Job — Output the rows below as a two-column CSV with the header request_text,answer, one line per row, that gives each row's full text in the request_text field and its answer in the answer field. Quote both fields and replace all line breaks inside them with spaces.

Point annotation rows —
○ ○ ○

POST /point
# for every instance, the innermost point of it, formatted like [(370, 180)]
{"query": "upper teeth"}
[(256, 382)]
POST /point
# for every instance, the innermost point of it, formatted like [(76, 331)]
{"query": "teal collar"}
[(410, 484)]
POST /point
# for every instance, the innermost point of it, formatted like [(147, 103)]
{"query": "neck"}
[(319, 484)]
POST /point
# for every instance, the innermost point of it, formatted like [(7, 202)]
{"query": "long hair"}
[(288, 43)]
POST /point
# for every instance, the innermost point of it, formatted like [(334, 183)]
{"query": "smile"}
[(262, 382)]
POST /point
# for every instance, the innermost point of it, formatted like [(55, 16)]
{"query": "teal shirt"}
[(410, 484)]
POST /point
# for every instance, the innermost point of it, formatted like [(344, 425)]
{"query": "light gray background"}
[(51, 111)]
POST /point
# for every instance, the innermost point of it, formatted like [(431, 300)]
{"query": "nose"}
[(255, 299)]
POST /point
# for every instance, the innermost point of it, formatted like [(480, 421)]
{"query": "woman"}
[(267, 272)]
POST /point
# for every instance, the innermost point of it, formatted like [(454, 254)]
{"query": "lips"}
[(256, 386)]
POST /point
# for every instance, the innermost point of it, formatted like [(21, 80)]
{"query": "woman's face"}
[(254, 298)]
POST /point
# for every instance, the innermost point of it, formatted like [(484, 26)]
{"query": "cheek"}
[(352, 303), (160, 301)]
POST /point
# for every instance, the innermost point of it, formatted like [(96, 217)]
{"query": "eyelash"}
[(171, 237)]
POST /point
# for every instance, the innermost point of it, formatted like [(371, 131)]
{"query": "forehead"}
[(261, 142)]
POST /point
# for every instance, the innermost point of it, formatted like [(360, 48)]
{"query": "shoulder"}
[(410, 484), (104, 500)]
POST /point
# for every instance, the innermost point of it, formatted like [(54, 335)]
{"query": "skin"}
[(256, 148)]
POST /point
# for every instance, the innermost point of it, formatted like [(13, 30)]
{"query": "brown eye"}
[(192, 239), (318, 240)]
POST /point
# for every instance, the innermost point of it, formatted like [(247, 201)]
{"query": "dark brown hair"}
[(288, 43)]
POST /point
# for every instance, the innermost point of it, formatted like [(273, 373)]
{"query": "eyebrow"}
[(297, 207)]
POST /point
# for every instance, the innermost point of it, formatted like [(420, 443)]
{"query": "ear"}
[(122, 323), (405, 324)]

○ ○ ○

Exercise response —
request_text,answer
"POST /point # for every instance, the innermost point of it, formatted like [(370, 180)] {""query"": ""upper teeth""}","[(256, 382)]"
"POST /point # for every instance, the innermost point of it, formatted like [(76, 331)] {""query"": ""teal collar""}","[(410, 484)]"
"POST /point # for every instance, the innermost point of it, formatted like [(147, 103)] {""query"": ""neck""}","[(319, 484)]"
"POST /point # for every instance, the innermost point of it, formatted like [(7, 202)] {""query"": ""long hair""}","[(288, 43)]"
"POST /point # for every instance, the innermost point of it, formatted like [(334, 183)] {""query"": ""smile""}","[(262, 382)]"
"POST /point # for every instance, the innermost point of it, formatted like [(55, 16)] {""query"": ""teal shirt""}","[(410, 484)]"
"POST /point # for every instance, the innermost point of it, formatted like [(344, 425)] {""query"": ""light gray background""}","[(51, 111)]"
"POST /point # for every instance, the innermost point of it, formatted like [(431, 300)] {""query"": ""nose""}","[(255, 299)]"
"POST /point # for every instance, the innermost point of it, formatted like [(480, 421)] {""query"": ""woman""}","[(267, 272)]"
"POST /point # for every instance, the innermost point of it, formatted like [(454, 254)] {""query"": ""lips""}","[(256, 386)]"
"POST /point # for every instance, the innermost point of it, formatted like [(21, 80)] {""query"": ""woman's face""}","[(254, 298)]"
"POST /point # for every instance, the innermost point of it, formatted like [(484, 26)] {""query"": ""cheek""}","[(352, 303), (160, 301)]"
"POST /point # for every instance, the innermost point of it, formatted like [(96, 217)] {""query"": ""eyelash""}","[(171, 237)]"
"POST /point # for every instance, the innermost point of it, formatted like [(371, 131)] {""query"": ""forehead""}","[(261, 142)]"
"POST /point # for every instance, the innermost point of it, formatted like [(360, 48)] {""query"": ""shoulder""}","[(410, 484), (104, 500)]"
"POST /point # for every instance, the innermost point of it, formatted like [(54, 335)] {""query"": ""skin""}","[(256, 148)]"
"POST /point # for every instance, the innermost point of it, formatted like [(13, 30)] {""query"": ""brown eye""}","[(192, 239), (318, 240)]"
"POST /point # for every instance, the innermost point of it, formatted like [(247, 201)] {""query"": ""dark brown hair""}","[(288, 43)]"
"POST /point # for every instance, the innermost point of it, formatted like [(273, 373)] {""query"": ""eyebrow""}","[(297, 207)]"
"POST /point # for every instance, the innermost point of it, formatted like [(420, 443)] {""query"": ""ear""}","[(122, 323), (405, 324)]"